## WHAT YOU NEED TO DO:
Write out the records that appear below, verbatim and complete, but without pictures.

-- start of RECORDS TO PROCESS --

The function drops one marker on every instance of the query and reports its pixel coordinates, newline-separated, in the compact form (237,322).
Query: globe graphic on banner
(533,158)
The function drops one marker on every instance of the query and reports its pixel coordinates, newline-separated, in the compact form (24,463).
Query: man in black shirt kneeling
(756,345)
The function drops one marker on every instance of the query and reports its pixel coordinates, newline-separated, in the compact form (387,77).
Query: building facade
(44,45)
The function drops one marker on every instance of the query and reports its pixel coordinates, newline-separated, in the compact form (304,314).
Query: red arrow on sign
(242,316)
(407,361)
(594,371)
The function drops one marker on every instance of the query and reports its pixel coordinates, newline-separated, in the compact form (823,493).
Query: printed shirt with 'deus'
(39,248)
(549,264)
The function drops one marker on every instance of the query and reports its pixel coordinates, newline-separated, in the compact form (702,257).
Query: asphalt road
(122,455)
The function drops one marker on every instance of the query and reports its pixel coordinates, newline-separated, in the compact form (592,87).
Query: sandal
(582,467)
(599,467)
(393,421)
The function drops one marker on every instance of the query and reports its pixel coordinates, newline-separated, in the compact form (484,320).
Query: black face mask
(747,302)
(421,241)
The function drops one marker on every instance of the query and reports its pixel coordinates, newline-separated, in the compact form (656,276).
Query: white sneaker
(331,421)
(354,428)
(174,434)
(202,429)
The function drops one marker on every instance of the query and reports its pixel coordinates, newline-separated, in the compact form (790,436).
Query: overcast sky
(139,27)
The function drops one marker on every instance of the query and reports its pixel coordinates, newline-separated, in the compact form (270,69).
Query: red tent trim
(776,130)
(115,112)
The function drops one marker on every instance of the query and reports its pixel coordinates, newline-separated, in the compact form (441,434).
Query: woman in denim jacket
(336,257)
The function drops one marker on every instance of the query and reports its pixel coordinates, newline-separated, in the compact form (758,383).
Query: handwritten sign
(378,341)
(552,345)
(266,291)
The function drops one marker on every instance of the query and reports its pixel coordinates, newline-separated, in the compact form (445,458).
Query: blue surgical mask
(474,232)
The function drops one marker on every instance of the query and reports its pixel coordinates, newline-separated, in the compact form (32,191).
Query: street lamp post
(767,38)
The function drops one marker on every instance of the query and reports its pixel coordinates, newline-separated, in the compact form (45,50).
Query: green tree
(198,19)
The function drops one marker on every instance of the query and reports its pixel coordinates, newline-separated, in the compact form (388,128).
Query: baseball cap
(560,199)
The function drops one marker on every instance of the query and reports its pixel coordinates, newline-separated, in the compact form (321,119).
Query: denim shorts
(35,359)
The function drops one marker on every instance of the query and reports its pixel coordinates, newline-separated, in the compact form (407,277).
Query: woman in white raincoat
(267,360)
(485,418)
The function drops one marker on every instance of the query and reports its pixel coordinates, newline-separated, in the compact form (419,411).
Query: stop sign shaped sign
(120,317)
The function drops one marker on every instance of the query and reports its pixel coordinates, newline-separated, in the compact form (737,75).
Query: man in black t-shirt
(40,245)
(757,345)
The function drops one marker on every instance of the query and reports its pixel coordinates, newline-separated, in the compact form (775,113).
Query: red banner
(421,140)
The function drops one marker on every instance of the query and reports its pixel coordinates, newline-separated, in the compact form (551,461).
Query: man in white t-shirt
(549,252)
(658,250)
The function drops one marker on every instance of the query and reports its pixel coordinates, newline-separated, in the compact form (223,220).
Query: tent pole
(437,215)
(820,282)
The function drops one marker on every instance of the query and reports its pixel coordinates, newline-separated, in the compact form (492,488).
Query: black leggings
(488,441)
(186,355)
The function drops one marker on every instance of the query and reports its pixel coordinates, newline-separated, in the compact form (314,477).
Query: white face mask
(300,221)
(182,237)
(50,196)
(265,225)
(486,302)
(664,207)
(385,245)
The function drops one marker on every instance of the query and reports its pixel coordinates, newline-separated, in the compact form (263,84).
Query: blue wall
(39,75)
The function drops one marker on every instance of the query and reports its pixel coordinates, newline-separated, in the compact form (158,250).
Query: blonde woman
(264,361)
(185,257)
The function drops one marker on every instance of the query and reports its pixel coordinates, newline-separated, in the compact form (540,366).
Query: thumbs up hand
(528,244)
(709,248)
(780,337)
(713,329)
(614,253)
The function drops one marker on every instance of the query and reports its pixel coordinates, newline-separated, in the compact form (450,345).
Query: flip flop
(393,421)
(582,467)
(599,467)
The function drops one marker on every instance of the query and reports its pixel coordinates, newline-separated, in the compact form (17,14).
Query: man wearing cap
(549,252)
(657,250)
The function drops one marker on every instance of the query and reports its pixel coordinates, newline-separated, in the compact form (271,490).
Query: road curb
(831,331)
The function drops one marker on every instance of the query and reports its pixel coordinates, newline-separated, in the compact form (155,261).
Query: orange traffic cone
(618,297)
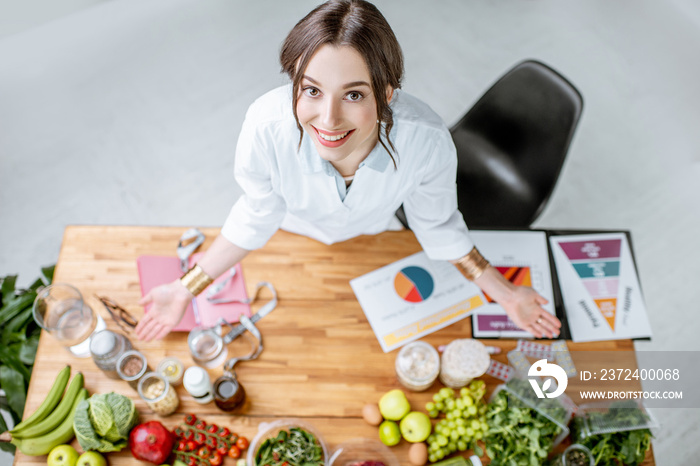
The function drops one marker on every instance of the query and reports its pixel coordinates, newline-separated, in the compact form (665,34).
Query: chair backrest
(512,144)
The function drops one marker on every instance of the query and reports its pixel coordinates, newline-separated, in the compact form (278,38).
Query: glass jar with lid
(417,366)
(106,347)
(158,394)
(463,360)
(132,365)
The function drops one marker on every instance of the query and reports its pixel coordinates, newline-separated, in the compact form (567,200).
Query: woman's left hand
(524,307)
(522,304)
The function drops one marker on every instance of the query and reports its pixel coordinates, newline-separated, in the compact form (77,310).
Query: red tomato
(234,452)
(204,453)
(242,443)
(215,459)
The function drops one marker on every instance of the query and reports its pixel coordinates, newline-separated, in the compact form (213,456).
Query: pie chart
(414,284)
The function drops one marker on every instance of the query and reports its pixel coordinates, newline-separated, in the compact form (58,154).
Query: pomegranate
(151,441)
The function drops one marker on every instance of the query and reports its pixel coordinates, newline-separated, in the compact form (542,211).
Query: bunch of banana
(52,423)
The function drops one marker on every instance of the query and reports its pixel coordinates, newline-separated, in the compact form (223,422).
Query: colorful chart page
(522,257)
(414,297)
(600,288)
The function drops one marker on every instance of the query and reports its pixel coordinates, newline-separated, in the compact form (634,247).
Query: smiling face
(337,108)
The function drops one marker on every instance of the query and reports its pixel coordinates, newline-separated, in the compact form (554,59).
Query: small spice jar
(173,370)
(462,361)
(207,347)
(417,366)
(198,384)
(228,393)
(158,394)
(131,367)
(106,347)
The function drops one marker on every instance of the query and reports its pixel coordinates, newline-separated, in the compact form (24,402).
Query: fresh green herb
(628,447)
(296,448)
(518,434)
(19,339)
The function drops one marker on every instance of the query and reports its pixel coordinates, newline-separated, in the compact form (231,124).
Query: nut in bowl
(288,440)
(363,452)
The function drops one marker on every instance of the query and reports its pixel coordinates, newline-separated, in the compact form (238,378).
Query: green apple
(91,458)
(394,405)
(415,427)
(62,455)
(389,433)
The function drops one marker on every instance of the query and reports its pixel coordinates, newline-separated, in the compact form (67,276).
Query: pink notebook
(157,270)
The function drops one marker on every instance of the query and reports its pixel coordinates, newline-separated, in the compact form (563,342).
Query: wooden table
(321,361)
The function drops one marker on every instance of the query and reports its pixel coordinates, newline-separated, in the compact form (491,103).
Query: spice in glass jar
(131,367)
(158,394)
(173,370)
(198,384)
(463,360)
(417,366)
(106,347)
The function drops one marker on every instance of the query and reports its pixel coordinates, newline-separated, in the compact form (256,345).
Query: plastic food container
(598,418)
(558,410)
(362,449)
(268,430)
(417,366)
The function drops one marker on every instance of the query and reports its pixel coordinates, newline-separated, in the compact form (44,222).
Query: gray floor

-- end of RECORDS TO PROCESS --

## ANSWER FOR THE TASK:
The function drops one marker on every instance of the query and reports its pixel coordinates, newline-separated, in the compact form (237,322).
Query: globe graphic on banner
(533,158)
The function drops one marker on every instance of the query and reports its pixel coordinates, newline-separated, in the compact form (24,463).
Query: man in black shirt kneeling
(756,345)
The function drops one marker on every instance of the query and reports its pixel coordinates, newline-separated, in the compact form (387,77).
Query: building facade
(44,45)
The function drops one marker on every instance of the query and reports its pixel coordinates, newline-separated, in the compact form (304,314).
Query: red arrow on sign
(242,316)
(407,361)
(594,371)
The function drops one marker on every instance of the query and reports its pixel coordinates, newline-separated, in the compact form (823,493).
Query: printed shirt with 'deus'
(39,248)
(549,264)
The function drops one marker on every instance of the query and reports its pixel coordinates, newline-separated, in the compact form (702,257).
Query: asphalt road
(122,455)
The function drops one marker on every instance of the query and reports its pixel coordinates, newline-separated, in the compact form (592,87).
Query: sandal
(582,467)
(599,467)
(393,421)
The function drops one marker on every instance of the query and reports its pixel coordinates, newline-separated, in the compact form (484,320).
Query: black face mask
(747,302)
(421,241)
The function drops one marker on every instance of the query and reports its pixel coordinates, newline-separated, in the compact form (656,276).
Query: white sneaker
(331,421)
(354,428)
(174,434)
(202,429)
The function drops one marker on every instance of the query and reports its pixel coordinates, newline-separated, in the compact form (790,436).
Query: overcast sky
(139,27)
The function drops one marker on every instance of the query and reports its pixel coordinates, newline-separated, in the compact form (270,69).
Query: red tent trim
(776,130)
(115,112)
The function drops one marker on every instance of the query and reports its pixel coordinates, newline-separated, in the compact form (441,434).
Query: woman in denim jacket
(336,257)
The function drops one marker on every instance of the query and reports its pixel coordinates, newline-separated, in the compact form (758,383).
Query: handwritten sign
(378,341)
(552,345)
(266,291)
The function drops one marker on every instance of the query and reports its pixel coordinates, newline-separated, in the compact form (445,458).
Query: blue surgical mask
(474,232)
The function drops one marker on every instance of the query and reports its pixel coordinates, newline-separated, in the compact form (32,191).
Query: street lamp post
(767,38)
The function drops one marker on every instance of the query and reports its pixel coordinates, newline-separated, in the compact form (45,50).
Query: green tree
(198,19)
The function drops one marker on every instance of the query and reports its pixel coordinates, newline-separated, in the compact form (388,128).
Query: baseball cap
(560,199)
The function drops one marker on every instance of the query and reports its pixel coordinates, newline-separated, in the compact form (321,119).
Query: denim shorts
(35,359)
The function drops one marker on every instance of the query and reports its pixel coordinates, newline-separated, in the compact form (407,277).
Query: woman in white raincoat
(267,360)
(485,418)
The function drops one marker on every instance of the query and reports its pixel coordinates, newline-separated, in the compact form (419,411).
Query: stop sign shaped sign
(120,317)
The function drops one marker on every instance of the query and reports its pixel coordinates, newline-separated, in the compact form (737,75).
Query: man in black t-shirt
(40,245)
(757,345)
The function drops one marker on every instance of the query and reports its pixel coordinates, newline-separated, in the compact form (775,113).
Query: red banner
(421,140)
The function drops one marker on every instance of the query and reports its pixel coordinates, newline-separated, in the compact form (551,461).
Query: man in white t-shirt
(549,252)
(658,250)
The function drops one marker on every instance of the query and reports its pixel coordinates, newline-separated, in the compact form (223,220).
Query: tent pole
(437,215)
(820,282)
The function drops one marker on every instance of the query and reports its pixel coordinates, newline-separated, in the compact form (492,488).
Query: black leggings
(488,441)
(186,355)
The function drops one marker on every instance of the query and reports its pixel coordinates, newline-separated, in the compact form (314,477).
Query: white face mask
(300,221)
(182,237)
(50,196)
(265,225)
(486,302)
(664,207)
(385,245)
The function drops one marker on every instance of the query and reports its pixel coordinates, newline-separated, in the compact form (263,84).
Query: blue wall
(39,75)
The function drops one marker on every instance of the query and reports its pixel coordinates, newline-separated, in the compact form (158,250).
Query: blonde woman
(264,361)
(185,257)
The function drops one marker on every instance of the query and reports its pixel coordinates, newline-separated, in the compact form (540,366).
Query: thumbs up hand
(528,244)
(709,248)
(780,337)
(713,329)
(614,253)
The function drops one marker on every instance of the query and reports its pixel coordinates, newline-separated, in the compact form (450,345).
Query: flip flop
(393,421)
(582,467)
(599,467)
The function drops one marker on every instance of the query and reports its pixel coordinates, newline-separated, in the compact form (17,14).
Query: man wearing cap
(549,252)
(657,250)
The function drops one marker on every instance of the query and reports its pixel coordinates, newline-separated, in the compact form (271,490).
Query: road curb
(831,331)
The function drops one marker on every instance of the query and reports its pixel coordinates, newline-separated, in the compact form (155,261).
Query: orange traffic cone
(618,297)
The function drops one marker on every instance of the query and reports its pixel coordinates, newline-separated, in the compact form (665,34).
Query: chair backrest
(512,144)
The function drops one marker on every instance of the query and reports its pixel coordinates, newline-separated, in the compact form (278,38).
Query: glass jar with lid
(417,366)
(106,347)
(158,394)
(463,360)
(132,365)
The function drops one marker on every instance of the query and reports its pixel coordinates, newline-separated, in the compact form (567,200).
Query: woman's left hand
(524,307)
(522,304)
The function drops one marker on every instance of the query and reports its pixel coordinates, newline-separated, in the compact form (77,310).
Query: red tomato
(234,452)
(204,453)
(242,443)
(215,459)
The function drops one marker on every instance of the query and reports its pixel coordinates, newline-separated, in the compact form (213,456).
Query: pie chart
(414,284)
The function drops one marker on every instance of the query and reports its pixel coordinates, newline-separated, in the compact form (58,154).
Query: pomegranate
(151,441)
The function drops one marker on every instance of the query and reports its pixel coordinates, newline-separated, in the compact form (542,211).
Query: bunch of banana
(52,423)
The function drops one marker on every instance of the query and reports its pixel coordinates, newline-separated, in the compact form (223,422).
Query: colorful chart page
(522,257)
(414,297)
(600,288)
The function drops one marker on every instance of the query and reports its pixel coordinates, newline-separated, in the compact form (634,247).
Query: smiling face
(337,108)
The function drops one marker on every instance of the query and reports its pixel coordinates, newline-separated, in the compact form (554,59).
Query: small spice jar
(173,370)
(462,361)
(207,347)
(417,366)
(198,384)
(228,393)
(158,394)
(131,367)
(106,347)
The function drops one marker on every instance of the query and reports its pixel coordinates, newline-separated, in the compact form (24,402).
Query: fresh green herb
(628,447)
(296,448)
(518,434)
(19,339)
The function drops one marker on every instance of the query and reports its pixel coordinates, newline-separated, in the compact form (231,124).
Query: nut in bowl
(288,440)
(363,452)
The function drops one marker on every instance of the query and reports its pixel coordinates, newline-separated, in the compact form (238,378).
Query: green apple
(91,458)
(394,405)
(415,427)
(62,455)
(389,433)
The function drops one marker on every instance of the query and reports its pixel coordinates, newline-separated, in the compact form (67,276).
Query: pink notebook
(157,270)
The function drops one marker on every instance of the query and reports its pixel coordinates, newline-separated, in the compact form (563,342).
Query: wooden table
(321,361)
The function drops one marker on every instance of the query and reports its pixel coordinates, newline-separated, in the compact form (491,103).
Query: spice in glass jar
(131,367)
(158,394)
(173,370)
(198,384)
(463,360)
(417,366)
(106,347)
The function drops one marker on every instance of the query and reports its pixel coordinates, newline-separated, in the compact form (256,345).
Query: plastic food container
(598,418)
(558,410)
(362,449)
(268,430)
(417,366)
The function drops one marker on every instance of the query and reports its pixel coordinates, newline-separated, in the compact form (44,222).
Query: gray floor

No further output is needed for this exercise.